Text section:
####

Summary Biography of Ron Unz

Unz-photoA theoretical physics by training, Mr. Unz serves as founder and chairman of, a content-archiving website providing free access to many hundreds of thousands of articles from prominent periodicals of the last hundred and fifty years.  He also served as publisher of The American Conservative, a small opinion magazine, from 2006 to 2013 and had previously served as chairman of Wall Street Analytics, Inc., a financial services software company which he founded in New York City in 1987.  He holds undergraduate and graduate degrees from Harvard University, Cambridge University, and Stanford University, and is a past first-place winner in the Intel/Westinghouse Science Talent Search.  He was born in Los Angeles in 1961.

He has long been deeply interested in public policy issues, and his writings on issues of immigration, race, ethnicity, and social policy have appeared in The New York Times, The Wall Street Journal, Commentary, The Nation, and numerous other publications.

In 1994, he launched a surprise Republican primary challenge to incumbent Gov. Pete Wilson of California, running on a conservative, pro-immigrant platform against the prevailing political sentiment, and received 34% of the vote.  Later that year, he campaigned as a leading opponent of Prop. 187, the anti-immigration initiative, and was a top featured speaker at a 70,000 person pro-immigrant march in Los Angeles, the largest political rally in California history to that date.

####

Set tasks:
(a) Repeat the part of the Ron Unz biography between "He has long" and "numerous other publications.", inclusive.
(b) Go on with the Ron Unz biography from where it stops.

####

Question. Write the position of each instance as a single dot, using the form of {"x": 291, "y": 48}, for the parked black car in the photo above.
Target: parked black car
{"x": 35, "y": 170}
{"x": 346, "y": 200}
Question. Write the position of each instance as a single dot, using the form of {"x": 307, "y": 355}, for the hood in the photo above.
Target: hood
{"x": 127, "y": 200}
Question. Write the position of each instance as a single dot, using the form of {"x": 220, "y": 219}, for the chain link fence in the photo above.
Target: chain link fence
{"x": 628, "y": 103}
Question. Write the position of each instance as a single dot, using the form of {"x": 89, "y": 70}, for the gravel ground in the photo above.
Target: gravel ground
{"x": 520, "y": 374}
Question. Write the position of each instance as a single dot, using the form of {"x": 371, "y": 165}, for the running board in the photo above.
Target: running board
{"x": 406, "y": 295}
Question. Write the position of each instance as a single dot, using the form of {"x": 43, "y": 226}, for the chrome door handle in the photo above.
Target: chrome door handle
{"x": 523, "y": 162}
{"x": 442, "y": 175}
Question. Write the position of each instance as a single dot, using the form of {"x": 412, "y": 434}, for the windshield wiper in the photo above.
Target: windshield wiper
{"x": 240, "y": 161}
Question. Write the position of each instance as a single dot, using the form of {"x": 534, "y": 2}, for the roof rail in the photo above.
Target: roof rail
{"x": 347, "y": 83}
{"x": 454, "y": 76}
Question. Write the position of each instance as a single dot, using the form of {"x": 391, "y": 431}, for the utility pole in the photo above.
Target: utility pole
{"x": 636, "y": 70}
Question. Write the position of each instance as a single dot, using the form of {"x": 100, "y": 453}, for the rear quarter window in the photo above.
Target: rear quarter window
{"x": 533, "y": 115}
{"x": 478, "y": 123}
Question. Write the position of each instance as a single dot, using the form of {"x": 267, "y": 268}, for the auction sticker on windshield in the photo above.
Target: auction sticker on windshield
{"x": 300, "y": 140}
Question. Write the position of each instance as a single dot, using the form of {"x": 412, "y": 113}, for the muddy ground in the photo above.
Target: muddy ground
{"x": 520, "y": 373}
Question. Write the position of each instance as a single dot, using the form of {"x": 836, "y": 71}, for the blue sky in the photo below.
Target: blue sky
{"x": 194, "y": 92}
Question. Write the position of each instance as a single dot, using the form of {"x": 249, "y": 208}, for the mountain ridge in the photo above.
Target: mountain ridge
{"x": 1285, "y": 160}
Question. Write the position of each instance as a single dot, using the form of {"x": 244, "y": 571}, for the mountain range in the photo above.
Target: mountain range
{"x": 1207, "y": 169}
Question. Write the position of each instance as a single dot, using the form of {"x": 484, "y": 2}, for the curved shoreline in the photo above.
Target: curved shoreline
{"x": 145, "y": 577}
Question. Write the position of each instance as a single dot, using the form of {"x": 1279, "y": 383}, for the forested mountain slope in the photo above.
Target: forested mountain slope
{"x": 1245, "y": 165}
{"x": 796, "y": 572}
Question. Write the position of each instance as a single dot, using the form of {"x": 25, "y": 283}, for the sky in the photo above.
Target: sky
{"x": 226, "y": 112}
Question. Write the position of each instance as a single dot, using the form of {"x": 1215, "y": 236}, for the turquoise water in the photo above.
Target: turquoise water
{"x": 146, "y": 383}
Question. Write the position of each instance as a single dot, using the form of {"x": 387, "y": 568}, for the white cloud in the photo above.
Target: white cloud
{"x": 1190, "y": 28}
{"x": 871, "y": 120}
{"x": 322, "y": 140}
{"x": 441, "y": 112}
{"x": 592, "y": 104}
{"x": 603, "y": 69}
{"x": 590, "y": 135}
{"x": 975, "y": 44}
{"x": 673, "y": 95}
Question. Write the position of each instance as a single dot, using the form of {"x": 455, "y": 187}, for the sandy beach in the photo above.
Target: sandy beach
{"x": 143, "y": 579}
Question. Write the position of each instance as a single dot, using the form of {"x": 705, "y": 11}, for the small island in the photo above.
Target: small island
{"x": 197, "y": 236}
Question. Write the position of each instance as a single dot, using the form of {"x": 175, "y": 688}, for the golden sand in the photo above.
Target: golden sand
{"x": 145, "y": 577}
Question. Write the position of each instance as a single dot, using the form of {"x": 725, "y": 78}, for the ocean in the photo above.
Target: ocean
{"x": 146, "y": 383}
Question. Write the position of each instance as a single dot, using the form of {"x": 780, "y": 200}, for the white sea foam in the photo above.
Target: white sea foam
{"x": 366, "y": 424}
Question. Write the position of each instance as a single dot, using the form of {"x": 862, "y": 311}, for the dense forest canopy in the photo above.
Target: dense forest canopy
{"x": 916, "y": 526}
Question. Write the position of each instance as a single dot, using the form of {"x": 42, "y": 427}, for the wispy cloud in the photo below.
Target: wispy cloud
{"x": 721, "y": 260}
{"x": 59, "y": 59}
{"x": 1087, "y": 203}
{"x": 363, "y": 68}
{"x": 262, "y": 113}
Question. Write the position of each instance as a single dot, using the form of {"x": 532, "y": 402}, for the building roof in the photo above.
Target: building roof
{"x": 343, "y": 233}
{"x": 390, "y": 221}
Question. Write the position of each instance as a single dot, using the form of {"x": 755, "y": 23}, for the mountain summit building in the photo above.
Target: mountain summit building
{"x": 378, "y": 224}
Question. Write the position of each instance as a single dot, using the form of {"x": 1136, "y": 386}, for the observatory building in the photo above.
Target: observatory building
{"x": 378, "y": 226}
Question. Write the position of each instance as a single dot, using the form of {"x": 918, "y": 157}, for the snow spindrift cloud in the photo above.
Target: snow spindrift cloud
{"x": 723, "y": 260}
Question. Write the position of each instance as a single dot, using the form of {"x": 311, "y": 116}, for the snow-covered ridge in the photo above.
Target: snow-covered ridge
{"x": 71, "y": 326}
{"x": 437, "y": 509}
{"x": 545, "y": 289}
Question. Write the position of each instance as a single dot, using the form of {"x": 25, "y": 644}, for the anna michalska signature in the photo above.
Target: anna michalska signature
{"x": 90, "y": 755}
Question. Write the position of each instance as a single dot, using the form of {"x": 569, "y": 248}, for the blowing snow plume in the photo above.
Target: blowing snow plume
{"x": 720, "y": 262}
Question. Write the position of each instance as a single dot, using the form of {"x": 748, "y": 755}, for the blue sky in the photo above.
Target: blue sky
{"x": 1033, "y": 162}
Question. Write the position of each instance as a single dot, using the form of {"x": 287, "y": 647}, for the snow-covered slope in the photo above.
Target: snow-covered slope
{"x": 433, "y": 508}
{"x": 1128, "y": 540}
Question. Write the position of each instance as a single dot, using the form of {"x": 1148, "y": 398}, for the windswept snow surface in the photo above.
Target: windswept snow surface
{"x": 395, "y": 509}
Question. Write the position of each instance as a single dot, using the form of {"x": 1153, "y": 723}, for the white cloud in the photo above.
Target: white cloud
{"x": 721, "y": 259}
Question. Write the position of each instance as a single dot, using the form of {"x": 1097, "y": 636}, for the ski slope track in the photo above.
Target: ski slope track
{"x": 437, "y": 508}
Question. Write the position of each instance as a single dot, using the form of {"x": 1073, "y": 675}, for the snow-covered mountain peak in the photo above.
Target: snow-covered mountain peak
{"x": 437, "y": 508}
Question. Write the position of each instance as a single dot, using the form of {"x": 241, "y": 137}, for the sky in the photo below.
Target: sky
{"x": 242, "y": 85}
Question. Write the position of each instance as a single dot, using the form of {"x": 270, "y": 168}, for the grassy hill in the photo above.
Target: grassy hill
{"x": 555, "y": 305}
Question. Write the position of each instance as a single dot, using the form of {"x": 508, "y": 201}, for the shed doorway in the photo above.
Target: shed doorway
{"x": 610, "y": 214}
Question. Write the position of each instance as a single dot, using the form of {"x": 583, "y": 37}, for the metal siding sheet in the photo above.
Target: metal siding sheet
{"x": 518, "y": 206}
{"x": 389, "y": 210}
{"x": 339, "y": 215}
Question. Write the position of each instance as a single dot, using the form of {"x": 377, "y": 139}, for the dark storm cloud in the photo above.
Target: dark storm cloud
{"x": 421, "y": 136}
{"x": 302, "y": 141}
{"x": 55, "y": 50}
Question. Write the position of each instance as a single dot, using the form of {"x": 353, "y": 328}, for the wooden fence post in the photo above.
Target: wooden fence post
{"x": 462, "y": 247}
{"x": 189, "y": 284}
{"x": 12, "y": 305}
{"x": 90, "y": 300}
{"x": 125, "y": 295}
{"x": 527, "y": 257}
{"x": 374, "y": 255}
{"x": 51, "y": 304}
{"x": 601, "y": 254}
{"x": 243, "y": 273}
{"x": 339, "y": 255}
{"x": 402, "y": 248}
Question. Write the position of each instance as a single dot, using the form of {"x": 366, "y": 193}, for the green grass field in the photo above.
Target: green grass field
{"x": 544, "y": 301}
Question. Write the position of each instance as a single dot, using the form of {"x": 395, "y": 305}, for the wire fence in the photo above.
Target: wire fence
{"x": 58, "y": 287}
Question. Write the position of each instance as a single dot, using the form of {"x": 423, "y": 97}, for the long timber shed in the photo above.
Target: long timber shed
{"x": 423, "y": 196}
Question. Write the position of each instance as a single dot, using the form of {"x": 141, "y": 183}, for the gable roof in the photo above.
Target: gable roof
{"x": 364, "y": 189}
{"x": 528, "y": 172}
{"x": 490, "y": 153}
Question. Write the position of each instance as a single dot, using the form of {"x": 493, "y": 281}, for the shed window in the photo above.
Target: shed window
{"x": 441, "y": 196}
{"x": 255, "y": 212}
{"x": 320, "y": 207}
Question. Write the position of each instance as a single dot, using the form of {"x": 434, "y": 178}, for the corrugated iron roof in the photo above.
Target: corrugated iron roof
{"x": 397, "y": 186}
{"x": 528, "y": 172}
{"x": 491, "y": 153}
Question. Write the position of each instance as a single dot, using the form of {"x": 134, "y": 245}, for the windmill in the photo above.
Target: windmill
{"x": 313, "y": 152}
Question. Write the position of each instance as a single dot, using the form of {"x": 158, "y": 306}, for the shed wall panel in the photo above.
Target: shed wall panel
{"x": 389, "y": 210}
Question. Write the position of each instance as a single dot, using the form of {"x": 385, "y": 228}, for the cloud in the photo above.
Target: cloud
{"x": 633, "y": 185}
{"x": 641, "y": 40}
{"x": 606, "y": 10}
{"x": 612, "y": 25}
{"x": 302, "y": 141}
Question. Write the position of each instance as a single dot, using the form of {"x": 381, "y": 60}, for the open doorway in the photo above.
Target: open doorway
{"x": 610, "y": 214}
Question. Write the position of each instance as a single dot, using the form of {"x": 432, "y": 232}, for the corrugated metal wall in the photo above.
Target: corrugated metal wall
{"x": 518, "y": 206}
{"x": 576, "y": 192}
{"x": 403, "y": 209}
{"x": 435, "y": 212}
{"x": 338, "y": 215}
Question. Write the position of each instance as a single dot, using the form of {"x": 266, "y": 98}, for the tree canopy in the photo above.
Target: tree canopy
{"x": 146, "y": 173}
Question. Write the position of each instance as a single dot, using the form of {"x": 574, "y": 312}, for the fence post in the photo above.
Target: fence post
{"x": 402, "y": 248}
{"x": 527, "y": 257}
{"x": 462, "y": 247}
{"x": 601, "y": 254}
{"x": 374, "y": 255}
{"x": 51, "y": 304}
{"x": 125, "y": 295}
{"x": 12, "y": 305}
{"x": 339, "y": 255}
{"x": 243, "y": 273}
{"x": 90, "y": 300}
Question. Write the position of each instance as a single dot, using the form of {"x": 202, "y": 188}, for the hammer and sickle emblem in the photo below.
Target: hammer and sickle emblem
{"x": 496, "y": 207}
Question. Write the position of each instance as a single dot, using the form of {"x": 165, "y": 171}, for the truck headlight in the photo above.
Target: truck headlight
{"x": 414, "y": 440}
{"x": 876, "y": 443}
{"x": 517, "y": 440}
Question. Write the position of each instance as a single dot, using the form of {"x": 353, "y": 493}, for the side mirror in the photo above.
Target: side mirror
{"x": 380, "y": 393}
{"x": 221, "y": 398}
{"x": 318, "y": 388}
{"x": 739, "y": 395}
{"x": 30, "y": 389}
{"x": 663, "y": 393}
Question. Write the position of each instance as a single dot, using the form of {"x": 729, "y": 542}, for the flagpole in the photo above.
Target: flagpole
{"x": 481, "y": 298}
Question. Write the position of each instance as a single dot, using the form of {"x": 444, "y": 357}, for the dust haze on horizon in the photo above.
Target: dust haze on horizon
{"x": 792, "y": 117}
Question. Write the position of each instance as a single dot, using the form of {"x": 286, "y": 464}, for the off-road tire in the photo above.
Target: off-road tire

####

Expected responses:
(a)
He has long been deeply interested in public policy issues, and his writings on issues of immigration, race, ethnicity, and social policy have appeared in The New York Times, The Wall Street Journal, Commentary, The Nation, and numerous other publications.

(b)
In 1997, Mr. Unz began his “English for the Children” initiative campaign to dismantle bilingual education in California.  He drafted Prop. 227 and led the campaign to qualify and pass the measure, culminating in a landslide 61% victory in June 1998, effectively eliminating over one-third of America’s bilingual programs.  Within less than three years of the new English immersion curriculum, the mean percentile test scores of over a million immigrant students in California rose by an average of 70%.  He later organized and led similar initiative campaigns in other states, winning with 63% in the 2000 Arizona vote and a remarkable 68% in the 2002 Massachusetts vote without spending a single dollar on advertising.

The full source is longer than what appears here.